Exercise instructions →
Return exactly the lines from the one containing "of the nose" through the last line of the records below, both included, and leave out any pictures.
--- START Provided data ---
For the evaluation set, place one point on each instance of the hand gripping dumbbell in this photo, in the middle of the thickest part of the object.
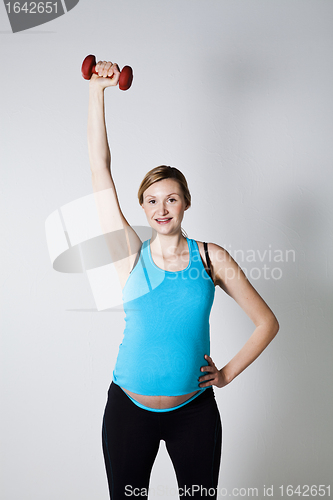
(125, 78)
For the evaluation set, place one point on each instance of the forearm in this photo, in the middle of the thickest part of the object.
(98, 147)
(259, 340)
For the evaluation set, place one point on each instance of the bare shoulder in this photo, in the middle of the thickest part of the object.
(223, 265)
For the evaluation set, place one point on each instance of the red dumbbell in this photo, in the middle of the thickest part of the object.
(125, 78)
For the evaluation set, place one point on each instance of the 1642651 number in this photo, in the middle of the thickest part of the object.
(32, 7)
(305, 490)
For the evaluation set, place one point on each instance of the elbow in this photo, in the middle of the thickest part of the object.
(274, 326)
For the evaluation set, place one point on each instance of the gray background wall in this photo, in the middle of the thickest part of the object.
(238, 95)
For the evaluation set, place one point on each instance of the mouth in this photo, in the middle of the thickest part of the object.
(163, 221)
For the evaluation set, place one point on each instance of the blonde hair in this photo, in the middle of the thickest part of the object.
(164, 172)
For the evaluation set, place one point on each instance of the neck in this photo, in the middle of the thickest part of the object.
(168, 245)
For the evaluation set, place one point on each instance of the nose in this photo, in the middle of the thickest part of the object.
(162, 209)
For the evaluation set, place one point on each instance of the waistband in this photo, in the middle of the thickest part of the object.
(207, 390)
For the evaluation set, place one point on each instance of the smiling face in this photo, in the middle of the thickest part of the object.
(164, 205)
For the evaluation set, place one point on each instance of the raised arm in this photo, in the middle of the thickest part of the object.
(122, 240)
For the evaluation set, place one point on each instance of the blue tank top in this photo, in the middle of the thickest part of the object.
(167, 326)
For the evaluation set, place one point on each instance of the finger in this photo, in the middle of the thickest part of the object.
(101, 68)
(114, 70)
(207, 368)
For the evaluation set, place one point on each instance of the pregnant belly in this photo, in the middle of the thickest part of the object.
(160, 402)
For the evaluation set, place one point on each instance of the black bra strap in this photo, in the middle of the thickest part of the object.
(207, 259)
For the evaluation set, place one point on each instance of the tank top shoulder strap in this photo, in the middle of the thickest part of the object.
(207, 259)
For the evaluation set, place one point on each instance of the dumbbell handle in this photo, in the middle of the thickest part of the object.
(89, 67)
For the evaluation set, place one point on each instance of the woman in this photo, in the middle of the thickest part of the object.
(163, 378)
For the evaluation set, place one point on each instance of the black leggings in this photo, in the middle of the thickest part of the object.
(131, 437)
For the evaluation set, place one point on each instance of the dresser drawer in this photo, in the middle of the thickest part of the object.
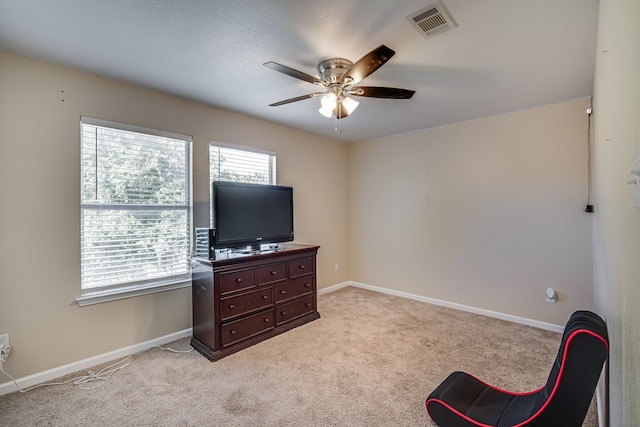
(294, 288)
(237, 280)
(300, 267)
(246, 303)
(272, 273)
(242, 329)
(293, 310)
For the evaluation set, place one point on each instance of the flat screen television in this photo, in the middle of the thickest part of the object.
(251, 214)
--- END Provided data ---
The result →
For the evaluation set, place one point on each instance of the nose in this photo, in the middle of the thickest part of the object.
(162, 209)
For the evaluation set, place one point on each instance of the waistband in this photo, in the middle of the thickest part of the object.
(207, 390)
For the evaluation set, place one point on each instance of the smiling face in this photo, in the middle of the thickest part of the object.
(164, 205)
For the evaluation set, place one point on each instance of the raised arm in this photo, in the middle of the thickest part of the object.
(122, 240)
For the evaluation set, place one point on each instance of the blue tank top in this photo, in the middle of the thickest part of the object.
(167, 326)
For the evaluation set, place one point on each instance of the finger in this photo, in the middle of the thickest part of the object.
(101, 68)
(114, 70)
(207, 368)
For the evaluation set, place one point on each instance of the pregnant belly in this photo, in the middle of the thickest part of the object.
(160, 402)
For the evaluation set, place one point on each instance of the black bra strap in this photo, in the middle of the thickest part of the object.
(207, 259)
For the evaluation set, place one point on each instance of the tank top shoulder strap in this photo, in the middle of the thickest part of the object.
(207, 259)
For the evaluation set, place one point on each instance of the dumbbell handle in this photo, in the middle of the thickest part of the object.
(89, 67)
For the evaluation set, place one point on each instance of the woman in this photo, in the middle of the thickest part of the object.
(163, 378)
For the evaluation set, place one point on each instance of the black leggings in this photo, in the middle of the thickest part of the object.
(131, 437)
For the evaluation set, place one point on each instance of the dresser drawer in this photo, in the middle of the thickest part of the object.
(294, 288)
(237, 280)
(300, 267)
(246, 303)
(272, 273)
(242, 329)
(293, 310)
For the evaluation set, place one point on each instance of the flat screen television in this photo, in the middle of the thickest part of the object.
(251, 214)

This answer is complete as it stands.